### Task requirements
Set down the line containing "- Object to find: carved stone nose" and every line that follows it in the listing below, exactly as written and with nothing added.

........

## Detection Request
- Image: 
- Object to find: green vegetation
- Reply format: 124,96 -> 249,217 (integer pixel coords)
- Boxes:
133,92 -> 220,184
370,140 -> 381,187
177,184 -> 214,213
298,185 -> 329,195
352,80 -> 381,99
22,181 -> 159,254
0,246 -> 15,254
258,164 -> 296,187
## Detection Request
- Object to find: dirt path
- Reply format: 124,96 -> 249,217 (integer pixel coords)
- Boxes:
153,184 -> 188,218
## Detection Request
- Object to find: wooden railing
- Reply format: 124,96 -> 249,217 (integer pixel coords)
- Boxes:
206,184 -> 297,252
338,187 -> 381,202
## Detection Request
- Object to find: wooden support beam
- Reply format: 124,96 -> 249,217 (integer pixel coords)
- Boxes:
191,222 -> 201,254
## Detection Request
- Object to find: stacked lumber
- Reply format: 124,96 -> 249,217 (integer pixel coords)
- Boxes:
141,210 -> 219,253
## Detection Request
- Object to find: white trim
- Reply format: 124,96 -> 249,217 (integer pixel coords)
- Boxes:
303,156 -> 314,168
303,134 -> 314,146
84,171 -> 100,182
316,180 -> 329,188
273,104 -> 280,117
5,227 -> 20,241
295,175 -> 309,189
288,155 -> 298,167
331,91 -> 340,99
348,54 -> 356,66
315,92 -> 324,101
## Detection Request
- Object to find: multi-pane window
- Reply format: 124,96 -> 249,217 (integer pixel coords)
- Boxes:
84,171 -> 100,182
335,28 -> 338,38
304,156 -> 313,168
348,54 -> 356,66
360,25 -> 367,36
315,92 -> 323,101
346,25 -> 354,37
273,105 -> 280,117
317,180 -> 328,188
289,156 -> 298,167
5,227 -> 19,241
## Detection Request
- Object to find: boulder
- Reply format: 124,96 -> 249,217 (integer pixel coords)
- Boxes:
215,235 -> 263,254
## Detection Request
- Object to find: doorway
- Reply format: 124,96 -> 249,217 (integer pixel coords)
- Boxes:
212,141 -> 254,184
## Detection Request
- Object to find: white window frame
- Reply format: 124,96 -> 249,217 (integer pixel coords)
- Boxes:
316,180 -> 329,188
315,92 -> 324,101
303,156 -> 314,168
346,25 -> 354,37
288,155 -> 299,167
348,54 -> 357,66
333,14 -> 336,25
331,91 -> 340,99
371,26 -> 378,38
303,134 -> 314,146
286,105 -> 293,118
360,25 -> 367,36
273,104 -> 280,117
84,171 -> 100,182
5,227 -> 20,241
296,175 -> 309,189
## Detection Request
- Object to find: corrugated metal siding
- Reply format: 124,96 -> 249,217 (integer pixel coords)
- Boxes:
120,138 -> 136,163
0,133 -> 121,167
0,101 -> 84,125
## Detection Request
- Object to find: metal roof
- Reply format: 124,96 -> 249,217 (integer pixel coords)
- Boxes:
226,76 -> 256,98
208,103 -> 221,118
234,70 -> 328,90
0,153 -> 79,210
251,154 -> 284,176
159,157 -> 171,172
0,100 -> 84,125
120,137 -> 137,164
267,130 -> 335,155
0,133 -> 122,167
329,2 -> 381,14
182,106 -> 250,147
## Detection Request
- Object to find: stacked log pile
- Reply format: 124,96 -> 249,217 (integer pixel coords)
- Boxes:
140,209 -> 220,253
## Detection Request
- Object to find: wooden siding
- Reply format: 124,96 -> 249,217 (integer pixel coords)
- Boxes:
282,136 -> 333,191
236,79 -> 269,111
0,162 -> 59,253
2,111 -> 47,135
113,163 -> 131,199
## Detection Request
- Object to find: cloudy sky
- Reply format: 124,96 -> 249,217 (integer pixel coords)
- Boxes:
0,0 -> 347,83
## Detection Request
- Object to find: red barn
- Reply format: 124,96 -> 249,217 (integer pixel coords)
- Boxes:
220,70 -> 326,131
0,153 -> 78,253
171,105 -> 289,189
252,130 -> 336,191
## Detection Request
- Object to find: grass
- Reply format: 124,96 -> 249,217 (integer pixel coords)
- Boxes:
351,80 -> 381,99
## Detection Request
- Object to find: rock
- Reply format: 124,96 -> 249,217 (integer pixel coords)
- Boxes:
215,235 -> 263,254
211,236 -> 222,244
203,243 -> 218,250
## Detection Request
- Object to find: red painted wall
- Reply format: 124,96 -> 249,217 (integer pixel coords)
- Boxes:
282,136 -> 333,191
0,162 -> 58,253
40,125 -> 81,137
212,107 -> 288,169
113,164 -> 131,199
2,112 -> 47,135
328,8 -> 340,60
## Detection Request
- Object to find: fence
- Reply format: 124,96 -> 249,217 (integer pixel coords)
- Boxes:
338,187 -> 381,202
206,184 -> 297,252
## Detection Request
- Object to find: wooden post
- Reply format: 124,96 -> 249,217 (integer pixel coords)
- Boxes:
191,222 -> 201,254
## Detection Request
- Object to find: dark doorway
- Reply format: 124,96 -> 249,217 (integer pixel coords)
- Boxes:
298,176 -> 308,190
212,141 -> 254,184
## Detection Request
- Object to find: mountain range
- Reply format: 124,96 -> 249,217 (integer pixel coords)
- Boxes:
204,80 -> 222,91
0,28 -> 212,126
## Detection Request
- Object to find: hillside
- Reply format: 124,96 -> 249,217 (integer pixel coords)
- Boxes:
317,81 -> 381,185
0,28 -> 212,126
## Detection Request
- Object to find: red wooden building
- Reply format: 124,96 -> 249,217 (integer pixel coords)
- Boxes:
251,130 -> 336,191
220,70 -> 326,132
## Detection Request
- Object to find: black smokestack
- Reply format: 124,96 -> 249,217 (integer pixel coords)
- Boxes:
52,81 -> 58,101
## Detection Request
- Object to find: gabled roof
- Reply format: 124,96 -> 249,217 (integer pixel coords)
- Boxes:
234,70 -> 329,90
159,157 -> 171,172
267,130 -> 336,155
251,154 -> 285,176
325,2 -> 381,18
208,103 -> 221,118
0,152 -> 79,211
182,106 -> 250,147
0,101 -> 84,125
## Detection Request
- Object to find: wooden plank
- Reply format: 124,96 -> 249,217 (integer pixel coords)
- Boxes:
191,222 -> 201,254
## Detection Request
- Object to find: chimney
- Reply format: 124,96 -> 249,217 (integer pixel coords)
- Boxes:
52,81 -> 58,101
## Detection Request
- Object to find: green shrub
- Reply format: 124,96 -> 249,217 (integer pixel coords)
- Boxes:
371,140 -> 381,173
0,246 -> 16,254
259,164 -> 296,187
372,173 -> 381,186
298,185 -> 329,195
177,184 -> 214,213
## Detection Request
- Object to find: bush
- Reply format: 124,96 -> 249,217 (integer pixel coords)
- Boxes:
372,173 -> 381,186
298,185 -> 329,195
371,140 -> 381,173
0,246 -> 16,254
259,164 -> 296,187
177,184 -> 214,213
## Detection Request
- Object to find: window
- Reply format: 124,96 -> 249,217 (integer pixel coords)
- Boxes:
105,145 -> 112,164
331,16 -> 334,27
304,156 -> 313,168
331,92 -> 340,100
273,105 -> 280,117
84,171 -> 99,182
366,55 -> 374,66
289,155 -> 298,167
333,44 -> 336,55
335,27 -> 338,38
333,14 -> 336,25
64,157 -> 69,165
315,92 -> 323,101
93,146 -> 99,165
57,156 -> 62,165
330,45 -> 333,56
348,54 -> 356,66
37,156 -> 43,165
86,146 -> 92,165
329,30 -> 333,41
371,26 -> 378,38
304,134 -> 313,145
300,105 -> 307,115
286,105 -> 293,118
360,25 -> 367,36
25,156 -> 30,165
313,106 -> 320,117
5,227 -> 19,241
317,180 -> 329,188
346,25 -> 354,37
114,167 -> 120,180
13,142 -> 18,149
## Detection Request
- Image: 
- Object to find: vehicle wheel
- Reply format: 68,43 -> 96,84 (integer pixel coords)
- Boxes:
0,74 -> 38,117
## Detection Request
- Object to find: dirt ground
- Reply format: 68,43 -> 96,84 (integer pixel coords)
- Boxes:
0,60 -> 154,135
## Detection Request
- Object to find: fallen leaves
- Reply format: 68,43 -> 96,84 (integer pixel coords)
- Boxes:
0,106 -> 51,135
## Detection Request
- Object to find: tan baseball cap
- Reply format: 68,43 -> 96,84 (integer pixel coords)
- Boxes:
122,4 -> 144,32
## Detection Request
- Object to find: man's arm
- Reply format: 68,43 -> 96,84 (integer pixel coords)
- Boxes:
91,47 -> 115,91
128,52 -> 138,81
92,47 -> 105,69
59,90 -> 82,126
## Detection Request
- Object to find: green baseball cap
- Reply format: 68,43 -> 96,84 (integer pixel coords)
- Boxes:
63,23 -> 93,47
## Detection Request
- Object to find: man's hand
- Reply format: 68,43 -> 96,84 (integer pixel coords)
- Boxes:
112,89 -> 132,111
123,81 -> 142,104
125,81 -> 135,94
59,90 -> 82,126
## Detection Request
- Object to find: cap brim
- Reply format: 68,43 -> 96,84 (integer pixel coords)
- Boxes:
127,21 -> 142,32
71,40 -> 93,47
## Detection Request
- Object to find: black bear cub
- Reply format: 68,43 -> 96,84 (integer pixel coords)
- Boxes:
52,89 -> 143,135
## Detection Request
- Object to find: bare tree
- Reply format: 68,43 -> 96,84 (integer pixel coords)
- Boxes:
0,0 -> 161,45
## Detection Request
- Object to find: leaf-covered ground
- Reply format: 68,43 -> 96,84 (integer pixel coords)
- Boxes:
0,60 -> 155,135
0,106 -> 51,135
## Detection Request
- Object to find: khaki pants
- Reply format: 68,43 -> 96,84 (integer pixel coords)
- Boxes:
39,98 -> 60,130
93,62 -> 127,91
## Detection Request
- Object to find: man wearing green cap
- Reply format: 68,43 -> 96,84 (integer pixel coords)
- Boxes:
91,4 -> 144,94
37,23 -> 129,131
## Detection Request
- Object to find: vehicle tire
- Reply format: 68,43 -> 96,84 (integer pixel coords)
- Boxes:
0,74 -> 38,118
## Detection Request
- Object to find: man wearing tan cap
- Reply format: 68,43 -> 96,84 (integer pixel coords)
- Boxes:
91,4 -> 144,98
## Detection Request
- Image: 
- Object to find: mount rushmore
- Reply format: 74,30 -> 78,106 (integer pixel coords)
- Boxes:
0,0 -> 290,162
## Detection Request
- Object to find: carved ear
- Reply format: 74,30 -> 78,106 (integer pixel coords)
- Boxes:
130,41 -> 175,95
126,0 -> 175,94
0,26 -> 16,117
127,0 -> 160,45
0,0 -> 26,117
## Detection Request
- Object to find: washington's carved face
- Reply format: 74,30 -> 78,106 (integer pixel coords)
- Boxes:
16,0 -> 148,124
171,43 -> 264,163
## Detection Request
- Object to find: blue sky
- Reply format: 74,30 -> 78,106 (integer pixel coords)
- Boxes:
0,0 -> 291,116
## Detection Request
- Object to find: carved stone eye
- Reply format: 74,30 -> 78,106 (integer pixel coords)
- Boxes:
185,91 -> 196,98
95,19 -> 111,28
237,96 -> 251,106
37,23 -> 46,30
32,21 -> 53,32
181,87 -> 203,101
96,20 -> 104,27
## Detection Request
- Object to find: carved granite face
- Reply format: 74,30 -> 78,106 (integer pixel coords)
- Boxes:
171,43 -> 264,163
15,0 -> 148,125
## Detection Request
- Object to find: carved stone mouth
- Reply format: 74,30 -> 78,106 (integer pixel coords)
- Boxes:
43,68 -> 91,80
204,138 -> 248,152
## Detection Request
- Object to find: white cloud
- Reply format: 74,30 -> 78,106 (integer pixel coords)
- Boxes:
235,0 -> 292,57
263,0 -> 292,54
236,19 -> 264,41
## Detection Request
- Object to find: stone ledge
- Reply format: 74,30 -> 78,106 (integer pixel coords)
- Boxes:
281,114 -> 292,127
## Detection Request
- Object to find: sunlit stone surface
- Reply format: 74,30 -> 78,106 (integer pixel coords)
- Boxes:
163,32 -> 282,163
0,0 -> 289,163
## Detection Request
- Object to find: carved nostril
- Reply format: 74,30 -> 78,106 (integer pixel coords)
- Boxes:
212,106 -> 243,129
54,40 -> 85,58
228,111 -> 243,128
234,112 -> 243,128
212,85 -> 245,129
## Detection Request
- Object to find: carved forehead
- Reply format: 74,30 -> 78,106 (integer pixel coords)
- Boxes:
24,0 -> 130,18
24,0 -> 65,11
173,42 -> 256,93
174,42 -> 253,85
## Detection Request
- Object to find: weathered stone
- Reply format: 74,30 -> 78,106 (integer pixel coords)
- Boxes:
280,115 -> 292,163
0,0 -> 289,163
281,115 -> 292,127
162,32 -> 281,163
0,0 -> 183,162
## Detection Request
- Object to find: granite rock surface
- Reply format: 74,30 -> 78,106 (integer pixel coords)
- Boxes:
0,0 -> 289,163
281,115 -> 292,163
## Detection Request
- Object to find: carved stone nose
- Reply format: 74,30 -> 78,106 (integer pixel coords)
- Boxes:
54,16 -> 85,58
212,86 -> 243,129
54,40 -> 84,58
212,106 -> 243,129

........

### Solution to this task
- Object to find: carved stone nose
- Reply format: 74,30 -> 78,106 (integer pixel coords)
- Boxes:
54,16 -> 85,58
212,86 -> 243,129
54,40 -> 84,58
212,106 -> 243,129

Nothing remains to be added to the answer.